Entries from a pointing dataset
* * * * *

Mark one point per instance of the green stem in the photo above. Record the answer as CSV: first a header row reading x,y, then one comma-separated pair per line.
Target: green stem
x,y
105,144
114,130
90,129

* * * * *

◆ **Stated task**
Copy out the records above line for line, with no changes.

◆ **Expected answer**
Mark one point per instance of the green stem in the photo above. Record the answer as CSV: first a header row reading x,y, then one comma-separated pair per line.
Target: green stem
x,y
105,144
114,130
90,129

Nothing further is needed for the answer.